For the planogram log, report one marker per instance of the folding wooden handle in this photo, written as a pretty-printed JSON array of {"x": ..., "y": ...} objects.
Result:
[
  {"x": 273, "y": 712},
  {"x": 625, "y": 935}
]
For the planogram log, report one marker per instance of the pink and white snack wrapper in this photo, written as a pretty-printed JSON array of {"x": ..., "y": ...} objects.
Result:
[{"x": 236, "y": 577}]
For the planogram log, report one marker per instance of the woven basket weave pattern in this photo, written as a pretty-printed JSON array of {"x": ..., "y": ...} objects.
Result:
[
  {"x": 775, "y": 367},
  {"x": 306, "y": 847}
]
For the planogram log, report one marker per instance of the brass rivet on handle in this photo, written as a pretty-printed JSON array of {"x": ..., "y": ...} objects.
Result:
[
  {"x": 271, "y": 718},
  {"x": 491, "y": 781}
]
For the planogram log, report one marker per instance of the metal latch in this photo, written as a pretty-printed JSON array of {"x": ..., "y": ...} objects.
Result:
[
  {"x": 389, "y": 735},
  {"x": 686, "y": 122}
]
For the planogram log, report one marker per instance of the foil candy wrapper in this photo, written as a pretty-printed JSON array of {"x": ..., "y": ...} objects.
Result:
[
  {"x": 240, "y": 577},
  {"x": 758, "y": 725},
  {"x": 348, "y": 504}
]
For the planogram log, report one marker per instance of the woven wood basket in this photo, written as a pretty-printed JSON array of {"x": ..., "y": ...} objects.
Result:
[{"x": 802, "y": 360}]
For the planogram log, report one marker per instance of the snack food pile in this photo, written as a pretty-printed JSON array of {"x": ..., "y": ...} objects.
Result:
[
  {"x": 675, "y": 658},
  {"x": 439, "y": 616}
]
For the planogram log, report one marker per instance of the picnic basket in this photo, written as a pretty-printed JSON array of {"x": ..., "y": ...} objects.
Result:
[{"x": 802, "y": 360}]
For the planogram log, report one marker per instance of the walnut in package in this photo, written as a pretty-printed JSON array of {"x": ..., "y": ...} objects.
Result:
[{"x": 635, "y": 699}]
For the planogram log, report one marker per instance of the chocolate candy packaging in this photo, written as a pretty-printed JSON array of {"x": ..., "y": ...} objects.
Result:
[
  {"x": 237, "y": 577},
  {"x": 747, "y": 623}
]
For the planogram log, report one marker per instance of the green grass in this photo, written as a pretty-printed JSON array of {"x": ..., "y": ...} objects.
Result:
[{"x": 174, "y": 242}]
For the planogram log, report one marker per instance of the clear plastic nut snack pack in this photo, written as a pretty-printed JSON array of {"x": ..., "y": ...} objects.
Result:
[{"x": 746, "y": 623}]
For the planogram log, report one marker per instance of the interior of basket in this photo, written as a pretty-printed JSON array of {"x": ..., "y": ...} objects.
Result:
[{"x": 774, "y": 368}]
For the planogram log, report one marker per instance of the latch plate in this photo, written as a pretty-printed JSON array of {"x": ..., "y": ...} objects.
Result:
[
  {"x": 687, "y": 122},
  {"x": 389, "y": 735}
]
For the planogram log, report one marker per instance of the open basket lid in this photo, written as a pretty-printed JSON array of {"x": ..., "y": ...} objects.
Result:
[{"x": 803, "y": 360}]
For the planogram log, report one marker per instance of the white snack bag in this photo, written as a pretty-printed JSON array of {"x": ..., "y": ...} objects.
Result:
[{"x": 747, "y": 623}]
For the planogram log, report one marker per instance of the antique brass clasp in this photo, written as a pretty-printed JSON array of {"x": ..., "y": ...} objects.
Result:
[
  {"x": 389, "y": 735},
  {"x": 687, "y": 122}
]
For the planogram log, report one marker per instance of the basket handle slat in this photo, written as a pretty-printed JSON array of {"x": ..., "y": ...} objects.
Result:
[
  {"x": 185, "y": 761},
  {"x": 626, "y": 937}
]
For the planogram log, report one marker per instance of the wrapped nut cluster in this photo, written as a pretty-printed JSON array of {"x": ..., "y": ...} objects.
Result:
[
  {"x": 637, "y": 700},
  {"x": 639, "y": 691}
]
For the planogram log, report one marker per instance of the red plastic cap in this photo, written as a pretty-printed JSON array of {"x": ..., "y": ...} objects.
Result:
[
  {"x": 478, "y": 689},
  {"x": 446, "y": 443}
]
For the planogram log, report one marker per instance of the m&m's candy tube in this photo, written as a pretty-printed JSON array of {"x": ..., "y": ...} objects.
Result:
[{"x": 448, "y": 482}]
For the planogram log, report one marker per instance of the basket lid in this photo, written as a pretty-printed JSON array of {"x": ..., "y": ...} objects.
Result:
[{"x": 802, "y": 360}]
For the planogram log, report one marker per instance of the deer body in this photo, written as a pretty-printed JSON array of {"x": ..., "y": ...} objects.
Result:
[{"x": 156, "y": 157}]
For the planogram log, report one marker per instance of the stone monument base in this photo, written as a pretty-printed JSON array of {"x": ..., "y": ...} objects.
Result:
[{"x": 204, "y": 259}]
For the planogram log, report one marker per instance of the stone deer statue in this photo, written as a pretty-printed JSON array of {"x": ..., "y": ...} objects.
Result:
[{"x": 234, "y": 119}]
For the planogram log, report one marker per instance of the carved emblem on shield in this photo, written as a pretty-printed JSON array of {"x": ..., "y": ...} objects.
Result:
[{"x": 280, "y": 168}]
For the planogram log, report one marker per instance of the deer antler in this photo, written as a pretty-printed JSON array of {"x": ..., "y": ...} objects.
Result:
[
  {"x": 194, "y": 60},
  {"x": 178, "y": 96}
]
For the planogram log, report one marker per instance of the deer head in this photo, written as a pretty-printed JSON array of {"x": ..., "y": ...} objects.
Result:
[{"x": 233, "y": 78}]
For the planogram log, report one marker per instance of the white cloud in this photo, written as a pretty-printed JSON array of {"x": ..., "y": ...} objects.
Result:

════════════════════

All of the material above needs to be copied exactly.

For the planogram log, report one marker per instance of the folding wooden handle in this photo, written as a pretty-printed JSON array of {"x": ..., "y": ...} objects.
Result:
[
  {"x": 273, "y": 712},
  {"x": 625, "y": 935}
]
For the planogram log, report one marker per instance of the pink and white snack wrapper in this photo, written as a pretty-printed JSON array of {"x": ..., "y": ...} objects.
Result:
[{"x": 236, "y": 577}]
For the planogram log, report one marker per instance of the woven basket weave pattern in this photo, written as a pretty-printed JSON array of {"x": ..., "y": ...} objects.
Result:
[
  {"x": 775, "y": 367},
  {"x": 306, "y": 847}
]
For the planogram log, report one marker per instance of the brass rivet on handle in this photo, written as a pretty-printed JSON array of {"x": ..., "y": ...} objects.
Result:
[
  {"x": 271, "y": 718},
  {"x": 491, "y": 781}
]
For the planogram log, report one marker per instance of the metal latch in this photo, written as a pretty-printed JSON array of {"x": ..., "y": ...} objects.
Result:
[
  {"x": 389, "y": 735},
  {"x": 686, "y": 122}
]
For the planogram log, report one marker per instance of the foil candy wrapper in this photo, written as a pretty-printed JSON array of {"x": ..., "y": ...} objects.
Result:
[
  {"x": 240, "y": 577},
  {"x": 758, "y": 725},
  {"x": 348, "y": 504}
]
For the planogram log, report one marker per instance of the woven wood basket in this photo, written as a pretty-printed JSON array of {"x": ..., "y": ...} objects.
Result:
[{"x": 802, "y": 360}]
For the planogram log, report one marker per instance of the snack food pile in this photo, written as a pretty-printed JSON array of {"x": ..., "y": ...} objects.
Result:
[
  {"x": 675, "y": 658},
  {"x": 439, "y": 616}
]
For the planogram log, report one marker per instance of the picnic basket in this photo, written as a pretty-printed JSON array of {"x": ..., "y": ...} objects.
Result:
[{"x": 802, "y": 360}]
For the planogram log, report one marker per instance of the walnut in package in this photo, written as a pretty-printed JSON array of {"x": ..., "y": ...} objects.
Result:
[{"x": 635, "y": 699}]
For the planogram log, report one marker per instance of the chocolate candy packaging in this photo, written as a pretty-printed JSON array of {"x": ..., "y": ...} objects.
Result:
[
  {"x": 237, "y": 577},
  {"x": 747, "y": 623}
]
For the planogram log, report one marker per instance of the green grass in this photo, written as a pretty-printed JSON array of {"x": ..., "y": ...} objects.
Result:
[{"x": 174, "y": 242}]
For the planogram log, report one marker per instance of the clear plastic nut snack pack in this photo, written as a pretty-printed JSON array of {"x": ..., "y": ...} objects.
Result:
[{"x": 746, "y": 623}]
For the planogram log, report one marker per instance of the interior of basket in this photo, written as a pretty-printed JSON array of {"x": ..., "y": ...} objects.
Result:
[{"x": 774, "y": 368}]
For the planogram log, report one marker per instance of the latch plate in this photo, written as a pretty-printed JSON array of {"x": ..., "y": ...} objects.
Result:
[
  {"x": 687, "y": 122},
  {"x": 389, "y": 735}
]
For the planogram log, report one marker per instance of the open basket lid in this photo, written as a pretty-printed JSON array of {"x": ..., "y": ...} objects.
Result:
[{"x": 803, "y": 360}]
For the planogram log, report one marker per instance of the white snack bag in this photo, written as a pretty-printed JSON array of {"x": ..., "y": ...} objects.
Result:
[{"x": 747, "y": 623}]
For the planogram log, report one marker per instance of the antique brass clasp in this photo, written as a pretty-printed JSON array of {"x": ..., "y": ...} objects.
Result:
[
  {"x": 389, "y": 735},
  {"x": 687, "y": 122}
]
For the planogram log, report one marker per instance of the basket handle slat in this photo, written as a pretty-printed JSON array of {"x": ..., "y": ...} objects.
Result:
[
  {"x": 185, "y": 761},
  {"x": 626, "y": 937}
]
For the planogram log, report one marker per instance of the wrapped nut cluster in this photo, written as a pretty-printed JSON array of {"x": ..., "y": ...} objects.
Result:
[
  {"x": 637, "y": 700},
  {"x": 639, "y": 691}
]
For the planogram log, report one marker per instance of the red plastic cap in this photo, written as a pretty-printed JSON array of {"x": ..., "y": ...} objects.
Result:
[
  {"x": 478, "y": 689},
  {"x": 446, "y": 443}
]
For the planogram log, report one marker per instance of the m&m's candy tube in this photo, written as a pretty-printed JSON array of {"x": ..., "y": ...} objects.
Result:
[{"x": 448, "y": 482}]
For the planogram log, report one marker per instance of the basket lid in this photo, written as a pretty-printed JSON array of {"x": ..., "y": ...} objects.
Result:
[{"x": 802, "y": 360}]
For the planogram log, report one marker per instance of the deer body in this photo, written as a pretty-printed JSON array of {"x": ..., "y": ...} objects.
Result:
[{"x": 156, "y": 157}]
For the planogram log, report one marker per instance of the stone monument base in this photo, written as a pretty-printed JSON array of {"x": ..., "y": ...} objects.
Result:
[{"x": 204, "y": 259}]
For the planogram log, report one marker per instance of the stone deer statue in this photo, written as a pretty-printed JSON array of {"x": ..., "y": ...} objects.
Result:
[{"x": 234, "y": 119}]
For the planogram log, report one marker per instance of the carved emblem on shield in this photo, written as a pretty-printed JSON array of {"x": ..., "y": ...} objects.
Result:
[{"x": 280, "y": 168}]
For the planogram log, report one marker per instance of the deer antler in this photo, written as a pretty-printed JSON array of {"x": ..., "y": ...} objects.
Result:
[
  {"x": 194, "y": 60},
  {"x": 178, "y": 96}
]
For the planogram log, report one marker per instance of the deer head in this photo, written as a pretty-printed JSON array of {"x": ..., "y": ...} objects.
Result:
[{"x": 233, "y": 78}]
For the planogram log, report one marker per instance of the white cloud in this photo, written as a pretty-printed JSON array of {"x": ..., "y": ...} objects.
Result:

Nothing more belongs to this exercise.